From the page text on chemical potential below, list every distinct unit of measure that appears inside square brackets.

• _PAGE TEXT_
━━━

The chemical potential of a substance B, µB [J/mol], is the partial derivative of Gibbs energy, G [J], per amount of B, nB [mol], at constant temperature, pressure, and composition other than that of B,

µB = (∂G/∂nB)T,p,nj≠B

The chemical potential of a solute in solution is the sum of the standard chemical potential under defined standard conditions and a concentration (activity)-dependent term,

µB = µB° + RT ln(aB)

The standard state for the solute is refered to ideal behaviour at standard concentration, c° = 1 mol/L, exhibiting infinitely diluted solution behaviour [1]. µB° equals the standard molar Gibbs energy of formation, ΔfGB° [kJ·mol-1]. The formation process of B is the transformation of the pure constituent elements to one mole of substance B, with all substances in their standard state (the most stable form of the element at 100 kPa (1 bar) at the specified temperature) [2].

Abbreviation: µB [J/mol]

Reference: Cohen 2008 IUPAC Green Book

Communicated by Gnaiger E 2018-10-18

Template:Keywords Force and membrane potential

The proton chemical potential

The standard chemical potential of protons at pH = 0 is by defintion zero. Therefore, µH+ depends on the activity of protons only,
µH+ = RT ln(aH+)

━━━

[Dataset records]

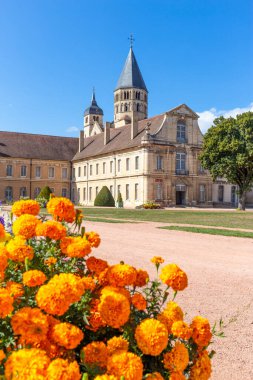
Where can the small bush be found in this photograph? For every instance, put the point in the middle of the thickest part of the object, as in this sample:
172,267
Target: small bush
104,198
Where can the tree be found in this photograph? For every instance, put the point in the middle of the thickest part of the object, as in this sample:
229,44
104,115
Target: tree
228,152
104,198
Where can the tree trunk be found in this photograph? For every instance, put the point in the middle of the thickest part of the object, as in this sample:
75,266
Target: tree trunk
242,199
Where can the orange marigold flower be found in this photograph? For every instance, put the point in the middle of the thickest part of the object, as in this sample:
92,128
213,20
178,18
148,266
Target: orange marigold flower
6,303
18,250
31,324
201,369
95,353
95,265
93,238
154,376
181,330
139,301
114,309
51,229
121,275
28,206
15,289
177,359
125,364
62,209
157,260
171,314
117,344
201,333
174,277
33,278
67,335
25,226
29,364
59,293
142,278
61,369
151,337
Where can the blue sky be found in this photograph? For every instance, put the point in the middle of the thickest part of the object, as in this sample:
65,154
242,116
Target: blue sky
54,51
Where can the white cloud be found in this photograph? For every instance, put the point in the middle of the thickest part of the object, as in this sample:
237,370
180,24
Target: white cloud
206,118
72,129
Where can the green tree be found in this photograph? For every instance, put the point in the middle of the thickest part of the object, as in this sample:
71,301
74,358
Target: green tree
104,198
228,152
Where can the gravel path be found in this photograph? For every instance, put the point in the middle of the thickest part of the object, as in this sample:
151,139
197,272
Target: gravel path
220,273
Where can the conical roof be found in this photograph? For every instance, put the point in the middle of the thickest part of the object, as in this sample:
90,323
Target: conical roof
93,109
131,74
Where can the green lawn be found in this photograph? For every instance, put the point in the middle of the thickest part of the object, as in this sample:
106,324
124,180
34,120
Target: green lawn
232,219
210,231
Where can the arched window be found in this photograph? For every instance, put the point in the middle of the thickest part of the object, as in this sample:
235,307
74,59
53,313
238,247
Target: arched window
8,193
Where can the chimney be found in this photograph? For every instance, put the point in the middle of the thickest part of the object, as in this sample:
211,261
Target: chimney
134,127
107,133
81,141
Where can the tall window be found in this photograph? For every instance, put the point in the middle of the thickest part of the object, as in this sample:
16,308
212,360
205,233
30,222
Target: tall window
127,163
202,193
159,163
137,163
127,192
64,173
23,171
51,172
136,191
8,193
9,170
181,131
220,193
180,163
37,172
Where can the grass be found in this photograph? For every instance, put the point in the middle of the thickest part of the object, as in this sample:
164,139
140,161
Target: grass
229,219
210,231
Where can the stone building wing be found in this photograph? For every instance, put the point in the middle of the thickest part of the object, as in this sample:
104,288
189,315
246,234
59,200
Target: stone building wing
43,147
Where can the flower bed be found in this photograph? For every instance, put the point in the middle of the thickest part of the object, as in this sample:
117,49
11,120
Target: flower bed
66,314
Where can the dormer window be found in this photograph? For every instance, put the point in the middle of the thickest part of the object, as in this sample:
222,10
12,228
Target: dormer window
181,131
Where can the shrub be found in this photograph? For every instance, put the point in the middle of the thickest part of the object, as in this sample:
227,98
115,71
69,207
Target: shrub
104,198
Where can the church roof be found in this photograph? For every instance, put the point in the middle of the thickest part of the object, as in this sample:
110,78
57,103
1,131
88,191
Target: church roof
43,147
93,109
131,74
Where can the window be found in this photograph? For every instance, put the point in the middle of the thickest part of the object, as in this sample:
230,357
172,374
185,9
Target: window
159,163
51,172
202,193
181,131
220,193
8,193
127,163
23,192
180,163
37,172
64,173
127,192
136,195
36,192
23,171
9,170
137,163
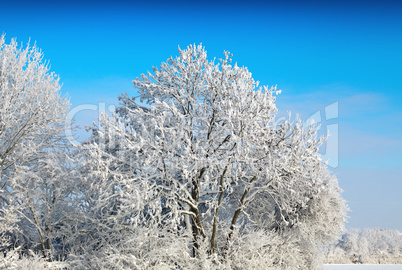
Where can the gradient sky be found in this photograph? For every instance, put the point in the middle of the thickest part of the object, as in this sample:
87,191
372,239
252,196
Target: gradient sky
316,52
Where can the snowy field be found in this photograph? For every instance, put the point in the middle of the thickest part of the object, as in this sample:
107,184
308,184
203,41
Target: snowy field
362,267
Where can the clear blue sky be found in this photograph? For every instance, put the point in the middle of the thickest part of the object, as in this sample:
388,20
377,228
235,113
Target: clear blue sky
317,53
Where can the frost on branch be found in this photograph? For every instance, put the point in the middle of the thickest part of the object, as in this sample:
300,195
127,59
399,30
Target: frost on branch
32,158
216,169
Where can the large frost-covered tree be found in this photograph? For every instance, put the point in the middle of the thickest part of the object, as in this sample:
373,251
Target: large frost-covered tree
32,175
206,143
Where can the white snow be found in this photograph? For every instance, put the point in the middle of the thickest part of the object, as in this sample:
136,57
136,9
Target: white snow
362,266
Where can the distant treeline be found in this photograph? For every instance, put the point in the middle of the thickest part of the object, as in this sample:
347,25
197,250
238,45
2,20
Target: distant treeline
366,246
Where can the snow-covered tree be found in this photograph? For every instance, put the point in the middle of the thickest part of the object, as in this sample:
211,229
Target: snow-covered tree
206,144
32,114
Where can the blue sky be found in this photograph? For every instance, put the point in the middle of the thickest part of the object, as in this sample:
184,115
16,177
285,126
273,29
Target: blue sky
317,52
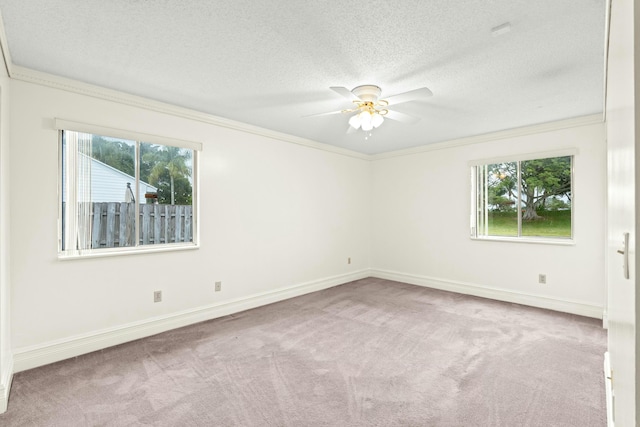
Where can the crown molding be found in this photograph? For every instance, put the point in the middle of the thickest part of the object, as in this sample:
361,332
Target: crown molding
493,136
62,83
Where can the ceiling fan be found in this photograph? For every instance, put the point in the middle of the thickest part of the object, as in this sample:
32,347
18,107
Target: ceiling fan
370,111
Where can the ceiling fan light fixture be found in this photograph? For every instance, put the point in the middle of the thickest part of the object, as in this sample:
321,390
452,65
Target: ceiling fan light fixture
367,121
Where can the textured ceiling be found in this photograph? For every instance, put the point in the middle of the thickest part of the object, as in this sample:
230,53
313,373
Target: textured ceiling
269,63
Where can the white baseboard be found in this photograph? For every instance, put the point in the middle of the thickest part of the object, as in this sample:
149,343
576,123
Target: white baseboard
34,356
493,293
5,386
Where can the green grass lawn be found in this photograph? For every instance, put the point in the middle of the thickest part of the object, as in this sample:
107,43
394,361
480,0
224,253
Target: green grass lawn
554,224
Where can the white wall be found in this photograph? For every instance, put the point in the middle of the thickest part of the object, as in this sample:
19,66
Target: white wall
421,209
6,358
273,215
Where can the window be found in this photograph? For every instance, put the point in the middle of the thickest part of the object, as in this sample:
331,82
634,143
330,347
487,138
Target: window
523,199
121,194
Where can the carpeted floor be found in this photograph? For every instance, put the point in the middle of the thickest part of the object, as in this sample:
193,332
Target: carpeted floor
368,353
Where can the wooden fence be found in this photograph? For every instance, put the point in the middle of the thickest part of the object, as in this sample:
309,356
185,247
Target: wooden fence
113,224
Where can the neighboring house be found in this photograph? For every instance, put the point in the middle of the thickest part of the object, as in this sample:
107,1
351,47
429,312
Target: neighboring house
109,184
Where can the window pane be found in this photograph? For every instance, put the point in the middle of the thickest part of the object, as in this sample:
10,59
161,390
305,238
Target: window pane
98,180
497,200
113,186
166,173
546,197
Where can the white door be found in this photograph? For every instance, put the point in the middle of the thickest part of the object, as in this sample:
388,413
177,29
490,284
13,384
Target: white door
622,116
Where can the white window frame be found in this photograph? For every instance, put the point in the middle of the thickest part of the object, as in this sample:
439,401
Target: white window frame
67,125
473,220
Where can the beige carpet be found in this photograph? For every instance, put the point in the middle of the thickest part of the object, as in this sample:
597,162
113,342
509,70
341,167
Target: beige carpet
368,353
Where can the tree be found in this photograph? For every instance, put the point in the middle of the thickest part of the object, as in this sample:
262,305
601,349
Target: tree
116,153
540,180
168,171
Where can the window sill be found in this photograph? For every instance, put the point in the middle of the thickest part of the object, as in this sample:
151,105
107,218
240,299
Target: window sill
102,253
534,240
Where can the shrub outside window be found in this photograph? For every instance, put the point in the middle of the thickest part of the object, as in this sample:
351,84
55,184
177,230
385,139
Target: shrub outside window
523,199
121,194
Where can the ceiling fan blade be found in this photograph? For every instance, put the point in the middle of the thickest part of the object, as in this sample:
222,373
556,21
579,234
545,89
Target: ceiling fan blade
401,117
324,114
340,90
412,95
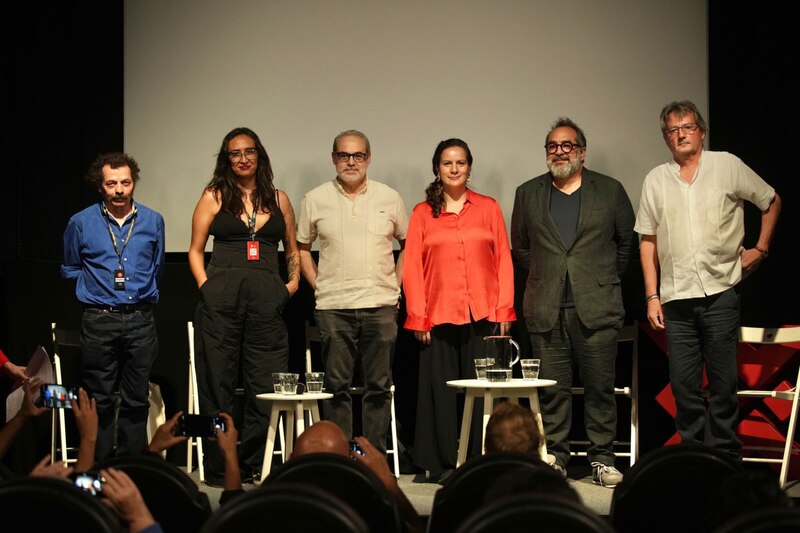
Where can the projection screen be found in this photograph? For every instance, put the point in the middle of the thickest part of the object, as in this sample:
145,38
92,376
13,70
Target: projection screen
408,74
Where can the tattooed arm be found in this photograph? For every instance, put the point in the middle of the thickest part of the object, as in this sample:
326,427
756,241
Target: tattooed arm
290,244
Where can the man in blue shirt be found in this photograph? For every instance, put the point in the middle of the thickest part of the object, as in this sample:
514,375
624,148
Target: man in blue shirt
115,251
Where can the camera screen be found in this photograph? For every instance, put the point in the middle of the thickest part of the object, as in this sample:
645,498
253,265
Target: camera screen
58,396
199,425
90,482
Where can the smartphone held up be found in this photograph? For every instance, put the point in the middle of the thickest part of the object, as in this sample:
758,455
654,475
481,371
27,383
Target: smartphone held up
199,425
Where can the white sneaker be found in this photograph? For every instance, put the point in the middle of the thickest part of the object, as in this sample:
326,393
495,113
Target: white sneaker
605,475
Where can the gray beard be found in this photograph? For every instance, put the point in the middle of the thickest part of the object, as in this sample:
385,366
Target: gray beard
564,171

━━━

• _COMPLETE RESPONSE_
J/mol
J
mol
kJ·mol-1